▶ [ÜBUNGSAUFGABEN]:
• 1. Stimmen die Aussagen (a), (b) und (c) mit dem Text zum Kurhaus-Umbau überein? Antworte jeweils mit Ja oder Nein und zitiere die entscheidenden Worte des Textes wörtlich.
(a) Über eine Sanierung wird frühestens Ende des Jahres entschieden.
(b) Das Maritim soll während der Bauphase geschlossen werden.
(c) Es steht bereits fest, dass die neue Front nach historischem Vorbild gestaltet wird.
• 2. Beantworte die folgenden Fragen zum Text zum Kurhaus-Umbau.
(a) Wie hoch waren laut Kurdirektor die Mehrkosten im Kurhaus?
(b) Welche Größe hält Reuter für passend für Bad Homburg?
(c) Von wo aus kann man gut sehen, dass ein Teil des Hotels über den Kongress-Bereich ragt?
• 3. Führe den Text zum Kurhaus-Umbau nach seinem letzten Satz fort.

Die Frage, ob sich eine Sanierung lohnen würde, wird frühestens Ende des Jahres entschieden. Dass der zentralsten Stelle der Stadt aber ein größeres Abriss-Szenario bevorsteht, scheint nach Reuters Worten in jedem Fall klar. Denn auch bei einer Sanierung werde es „massive Eingriffe“ in die alte Bausubstanz geben. Es werde eine Entkernung und einen Teilabriss geben. „Das muss man den Bürgern aber auch klarmachen“, mahnte Stefanie Wassermeier (SPD).
Das Maritim wolle auch in der Bauphase offen bleiben, weiß Reuter. Dennoch werde es an den Kosten für den Umbau prozentual beteiligt. In Anbetracht der gestiegenen Energiepreise müsse man umdenken, wie man das Gebäude künftig versorgen wolle, so der Kurdirektor: „Im Dezember haben wir erfahren, dass wir im Kurhaus eine 400-prozentige Preissteigerung hatten und 800 000 Euro Mehrkosten.“ Denkbar seien inzwischen auch der Einbau von Solaranlagen - oder Geothermie, wie im Gotischen Haus. War dies bislang wegen des Heilquellenschutzes an dieser Stelle untersagt, so gebe es jetzt wegen „anderer Bohrmöglichkeiten“ neue Horizonte. Es müsse aber wirtschaftlich sein. Auch kann sich Reuter vorstellen, dass alte Teile, etwa aus dem Theater, beim Umbau erhalten werden, um Kosten zu sparen. Die Größe von 766 Plätzen sei passend für Bad Homburg.
Somit ist die zuvor leidenschaftlich diskutierte Fassadengestaltung fast ein wenig in den Hintergrund geraten. Klar sei aber, so Reuter, dass der jetzige Flickenteppich beseitigt wird. Derzeit ragt ein Teil des Hotels über den Kongress-Bereich, was man von der Alten Post aus gut sehen kann. Künftig soll es hier eine schicke Front in einheitlicher Höhe geben - ob modern oder nach historischem Vorbild, muss ebenfalls noch entschieden werden. Ein Foyer mit mehr Licht und eine „Blickachse von der Louisenstraße bis zum Schwanenteich“ sind das Ziel.

▶ [ROHDATEN]:

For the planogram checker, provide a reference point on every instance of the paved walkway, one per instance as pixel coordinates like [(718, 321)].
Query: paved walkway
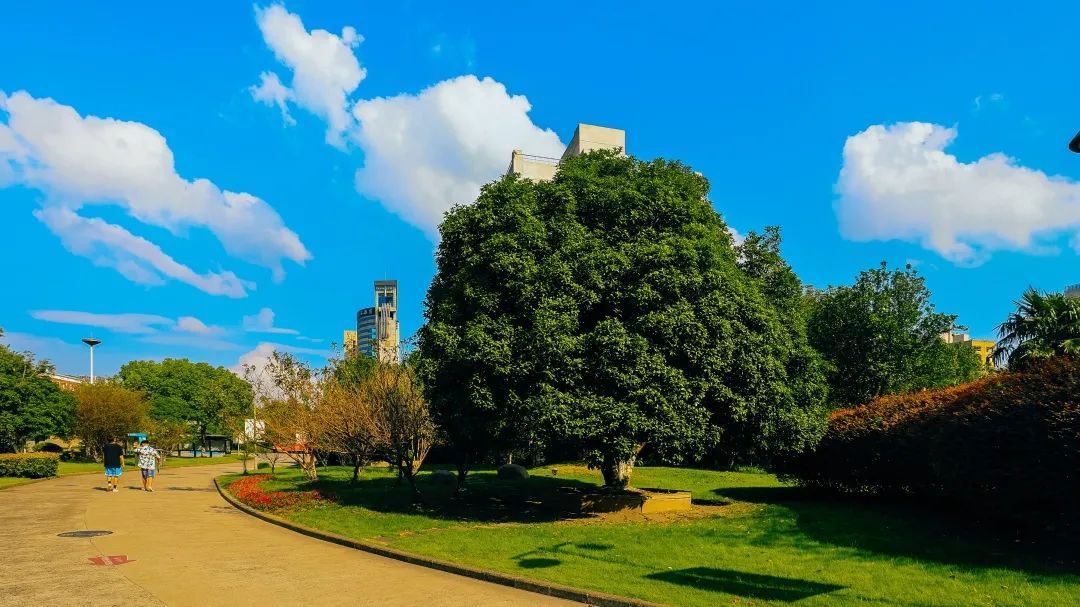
[(183, 544)]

▶ [LÖSUNGEN]:
• 1.
(a) Ja: „Die Frage, ob sich eine Sanierung lohnen würde, wird frühestens Ende des Jahres entschieden.“
(b) Nein: „Das Maritim wolle auch in der Bauphase offen bleiben“
(c) Nein: „ob modern oder nach historischem Vorbild, muss ebenfalls noch entschieden werden“

• 2.
(a) 800 000 Euro
(b) 766 Plätze
(c) Von der Alten Post aus

• 3.
Die Innenstadt-Politiker treibt auch die Frage um, wie die Verkehrsführung künftig geregelt ist. Dazu sei ein eigenes Gutachten beauftragt, so Reuter. Die Informationen des Kurdirektors hätten ihm einige Ängste genommen, sagte Ortsvorsteher Thomas Meye (CDU), selbst Einzelhändler, nach Reuters Vortrag. „Wir bauen kein Luftschloss“, hatte Reuter versprochen. Baubeginn werde „frühestens 2025“ sein.
Schwierigkeit Tiefgarage
In der Tiefgarage sieht man wohl am besten, wie sehr das ganze Kurhaus-Gebäude in die Jahre gekommen ist. Dort befinden sich tragende Teile für den ganzen Komplex. Im Laufe der Jahrzehnte haben Nässe und Streusalz den Beton und die Stahlträger angegriffen, und auch die Sprinkleranlage werde schon von der Bauaufsicht begutachtet, erklärte Kurdirektor Holger Reuter.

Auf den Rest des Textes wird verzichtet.